= Agnes Berger =

Hungarian-American mathematician

Agnes P. Berger (1916-2002) was a Hungarian-American mathematician who served as an associate professor of biostatistics at Columbia University's School of Public Health, as well as a statistical consultant at Mount Sinai.

== Early years ==
Her first experiences with mathematics were thanks to the Hungarian publication Kömal (Kozepiskolai Matematikai Lapok), a monthly magazine for high school students that included math problems.

During her studies at the University of Budapest, she was a student of the prominent Hungarian mathematician Lipót Fejér, whom she would remember years later for his short, detailed classes and dramatic endings. Her parents were friends with the parents of contemporary mathematician Peter Lax.

She earned her doctorate.

== Career ==
Berger collaborated with other statisticians such at Jerzy Neyman. She reviewed work of Joseph L. Fleiss, another statistical mathematician.

== Family life and last years of life ==
Agnes Berger married Laszlo Berger, with whom she had a son, John Joseph Berger. She died at age 85 at Lenox Hill Hospital on March 27, 2002.

== Some publications ==

- With Abraham Wald, On Distinct Hypotheses. The Annals of Mathematical Statistics (1949), Volume 20, Number 1.
- On Uniformly Consistent Tests. The Annals of Mathematical Statistics, Volume 22 (1951), Number 2.
- Remark on Separable Spaces of Probability Measures. The Annals of Mathematical Statistics (1951), Volume 22, Number 1.

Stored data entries
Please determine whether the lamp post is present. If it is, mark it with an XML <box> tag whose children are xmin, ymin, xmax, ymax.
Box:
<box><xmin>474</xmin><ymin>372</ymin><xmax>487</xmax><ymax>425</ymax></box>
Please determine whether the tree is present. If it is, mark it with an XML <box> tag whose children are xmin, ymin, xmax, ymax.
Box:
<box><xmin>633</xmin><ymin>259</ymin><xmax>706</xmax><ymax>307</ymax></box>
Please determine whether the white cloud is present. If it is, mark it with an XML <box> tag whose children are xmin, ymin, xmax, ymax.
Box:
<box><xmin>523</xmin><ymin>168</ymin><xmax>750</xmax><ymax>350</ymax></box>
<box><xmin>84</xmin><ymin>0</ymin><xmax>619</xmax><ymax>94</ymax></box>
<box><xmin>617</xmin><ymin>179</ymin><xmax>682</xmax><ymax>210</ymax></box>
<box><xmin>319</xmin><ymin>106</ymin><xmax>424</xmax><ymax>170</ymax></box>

| About this task |
Pick up the article on Agnes Berger after its final line and keep writing it. Nothing here depends on the records.

| The answer |
- On orthogonal probability measures. Proceedings of the American Mathematical Society (1953), Volume 4, Number 5.
- On Comparing Intensities of Association between Two Binary Characteristics in Two Different Populations. Journal of the American Statistical Association (1961), Volume 56, Number 296.
- With Ruth Z. Gold, On Comparing Survival Times. Proceedings of the Fourth Berkeley Symposium on Mathematical Statistics and Probability, Volume 4: Contributions to Biology and Problems of Medicine (1961), Number 67.
- On comparing survival probabilities from discrete observations under unequal censoring. Statistics & Probability Letters (1983), Volume 1, Number 5.
- With Ora E. Percus, On sampling by index cases. Statistics & Probability Letters (1985), Volume 3, Number 4.
- With Guadalupe Gómez and Sylvan Wallenstein, A Homogeneity Test for Follow-up Studies. Mathematical Medicine and Biology (1988), Volume 5, Number 2.